**What you are asked to do:**
Repeat verbatim the portion of the Legendre polynomials text starting at "This can be" and ending at "the substitution \(1-x=2t\)".

**Passage:**

Special Functions – Orthogonal polynomials – Legendre polynomials

The Legendre polynomials are orthogonal on the interval \((-1,1)\) with respect to the weight function \(w(x)=1\). They can be defined by means of their Rodrigues formula:

\[P_n(x)=\frac{(-1)^n}{2^n\,n!}\,\frac{1}{w(x)}\,D^n\left[w(x)\,(1-x^2)^n\right] =\frac{(-1)^n}{2^n\,n!}\,D^n\left[(1-x^2)^n\right],\quad n=0,1,2,\ldots.\tag1\]

This is a special case \(\alpha=\beta=0\) of the Jacobi polynomials:

\[P_n(x)=P_n^{(0,0)}(x)={}_2F_1\left(\genfrac{}{}{0pt}{}{-n,n+1}{1}\,;\,\frac{1-x}{2}\right),\quad n=0,1,2,\ldots.\tag2\]

Further we have

\[P_n(-x)=(-1)^nP_n(x),\quad P_n(1)=1\quad\text{and}\quad P_n(-1)=(-1)^n,\quad n=0,1,2,\ldots.\]

The leading coefficient of the polynomial \(P_n(x)\) equals

\[k_n=\frac{(-n)_n\,(n+1)_n}{(1)_n\,n!}\,\frac{(-1)^n}{2^n}=\frac{(2n)!}{2^n\,(n!)^2},\quad n=0,1,2,\ldots.\]

The orthogonality relation is

\[\int_{-1}^1P_m(x)P_n(x)\,dx=\frac{2}{2n+1}\,\delta_{mn},\quad m,n\in\{0,1,2,\ldots\}.\tag3\]

This can be shown by using the Rodrigues formula (1) and integration by parts

\[\int_{-1}^1P_m(x)P_n(x)\,dx=\frac{(-1)^n}{2^n\,n!}\,\int_{-1}^1P_m(x)D^n\left[(1-x^2)^n\right]\,dx =\frac{1}{2^n\,n!}\,\int_{-1}^1D^nP_m(x)\,(1-x^2)^n\,dx,\]

which vanishes for \(m < n\). For \(m=n\) we have

\[\int_{-1}^1D^nP_n(x)\,(1-x^2)^n\,dx=k_n\,n!\,\int_{-1}^1(1-x^2)^n\,dx=\frac{(2n)!}{2^n\,n!}\,\int_{-1}^1(1-x^2)^n\,dx.\]

Finally we have by using the substitution \(1-x=2t\)

**Entries shown:**
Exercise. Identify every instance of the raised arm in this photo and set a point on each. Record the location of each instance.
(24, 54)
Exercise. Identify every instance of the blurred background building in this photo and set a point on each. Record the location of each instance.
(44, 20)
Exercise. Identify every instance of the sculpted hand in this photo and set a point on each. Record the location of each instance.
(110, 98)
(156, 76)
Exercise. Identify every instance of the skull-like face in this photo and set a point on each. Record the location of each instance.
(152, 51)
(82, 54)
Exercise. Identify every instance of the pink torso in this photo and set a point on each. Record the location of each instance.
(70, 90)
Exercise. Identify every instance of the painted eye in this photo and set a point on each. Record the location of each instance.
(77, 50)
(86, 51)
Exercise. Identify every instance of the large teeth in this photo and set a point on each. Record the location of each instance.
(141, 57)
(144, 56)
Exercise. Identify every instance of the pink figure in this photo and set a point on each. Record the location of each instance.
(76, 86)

**Answer to this problem:**
This can be shown by using the Rodrigues formula (1) and integration by parts

\[\int_{-1}^1P_m(x)P_n(x)\,dx=\frac{(-1)^n}{2^n\,n!}\,\int_{-1}^1P_m(x)D^n\left[(1-x^2)^n\right]\,dx =\frac{1}{2^n\,n!}\,\int_{-1}^1D^nP_m(x)\,(1-x^2)^n\,dx,\]

which vanishes for \(m < n\). For \(m=n\) we have

\[\int_{-1}^1D^nP_n(x)\,(1-x^2)^n\,dx=k_n\,n!\,\int_{-1}^1(1-x^2)^n\,dx=\frac{(2n)!}{2^n\,n!}\,\int_{-1}^1(1-x^2)^n\,dx.\]

Finally we have by using the substitution \(1-x=2t\)